Data listing
******

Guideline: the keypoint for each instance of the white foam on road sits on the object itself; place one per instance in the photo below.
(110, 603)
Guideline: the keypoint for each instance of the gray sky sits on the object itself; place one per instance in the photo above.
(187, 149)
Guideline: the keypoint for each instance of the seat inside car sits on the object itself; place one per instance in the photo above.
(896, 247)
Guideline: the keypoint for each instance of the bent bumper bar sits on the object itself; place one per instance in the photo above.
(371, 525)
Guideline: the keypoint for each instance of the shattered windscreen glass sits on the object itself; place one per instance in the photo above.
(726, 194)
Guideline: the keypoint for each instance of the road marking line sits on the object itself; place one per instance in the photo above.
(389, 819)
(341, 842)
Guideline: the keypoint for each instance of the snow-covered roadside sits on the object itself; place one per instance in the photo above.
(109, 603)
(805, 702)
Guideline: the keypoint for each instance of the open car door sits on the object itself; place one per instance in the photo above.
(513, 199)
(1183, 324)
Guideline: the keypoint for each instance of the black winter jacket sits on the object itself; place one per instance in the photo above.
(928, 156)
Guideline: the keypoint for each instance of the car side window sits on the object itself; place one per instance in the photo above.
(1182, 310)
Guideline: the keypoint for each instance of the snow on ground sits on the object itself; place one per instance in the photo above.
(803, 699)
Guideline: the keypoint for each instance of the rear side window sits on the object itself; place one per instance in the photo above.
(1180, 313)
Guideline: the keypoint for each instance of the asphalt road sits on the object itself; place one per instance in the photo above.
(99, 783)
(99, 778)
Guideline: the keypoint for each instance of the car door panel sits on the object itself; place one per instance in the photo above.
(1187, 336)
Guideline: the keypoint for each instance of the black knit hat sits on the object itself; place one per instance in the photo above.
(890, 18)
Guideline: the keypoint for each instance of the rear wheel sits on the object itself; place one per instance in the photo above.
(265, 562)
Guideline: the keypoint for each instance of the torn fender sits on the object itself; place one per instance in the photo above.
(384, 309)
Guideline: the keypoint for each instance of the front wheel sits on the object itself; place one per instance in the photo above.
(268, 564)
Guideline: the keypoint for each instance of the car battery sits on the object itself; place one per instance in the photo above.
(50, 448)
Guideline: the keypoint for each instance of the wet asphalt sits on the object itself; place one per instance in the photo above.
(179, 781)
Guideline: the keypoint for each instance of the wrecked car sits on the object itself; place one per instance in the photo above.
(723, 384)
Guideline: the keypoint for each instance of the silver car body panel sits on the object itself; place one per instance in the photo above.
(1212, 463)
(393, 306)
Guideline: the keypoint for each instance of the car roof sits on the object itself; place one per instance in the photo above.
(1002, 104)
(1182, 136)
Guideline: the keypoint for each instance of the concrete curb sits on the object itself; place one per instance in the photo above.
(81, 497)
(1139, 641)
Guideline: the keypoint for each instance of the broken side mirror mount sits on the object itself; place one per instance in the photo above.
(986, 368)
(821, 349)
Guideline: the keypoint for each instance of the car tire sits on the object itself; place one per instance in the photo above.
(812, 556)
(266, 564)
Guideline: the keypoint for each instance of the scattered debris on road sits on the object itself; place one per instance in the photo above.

******

* **YOUR INSTRUCTIONS**:
Rewrite every line of the material above, from its beginning up to and including the line with "(1183, 324)", and shift each number in the keypoint coordinates upward by 20.

* **TASK ANSWER**:
Guideline: the keypoint for each instance of the white foam on road sits on the object itself; place one per instance in the photo below.
(130, 623)
Guideline: the keypoint for each instance of the gray sky sits on the object itself; place one per instance in the photo above.
(207, 169)
Guideline: the keypoint for each instance of the seat inside car sits on the object itself; place one per instance in the photo above.
(916, 267)
Guideline: the keypoint for each instance of the bent bumper bar sits on the object itself; place one per instance in the photo above.
(391, 545)
Guideline: the keypoint for each instance of the shattered windscreen glass sits on the object itself; place one per instance in the photo above.
(746, 214)
Guideline: the keypoint for each instance of the road marking line sits on the object itself; place one per instance in the photo above.
(409, 839)
(361, 862)
Guideline: the keypoint for each instance of the snow-covered roadside sits on the object itself; place one per instance in the photo above.
(129, 623)
(825, 722)
Guideline: the keypoint for each instance of the open car door sits on the object itself; place one per instance in the photo above.
(533, 219)
(1203, 344)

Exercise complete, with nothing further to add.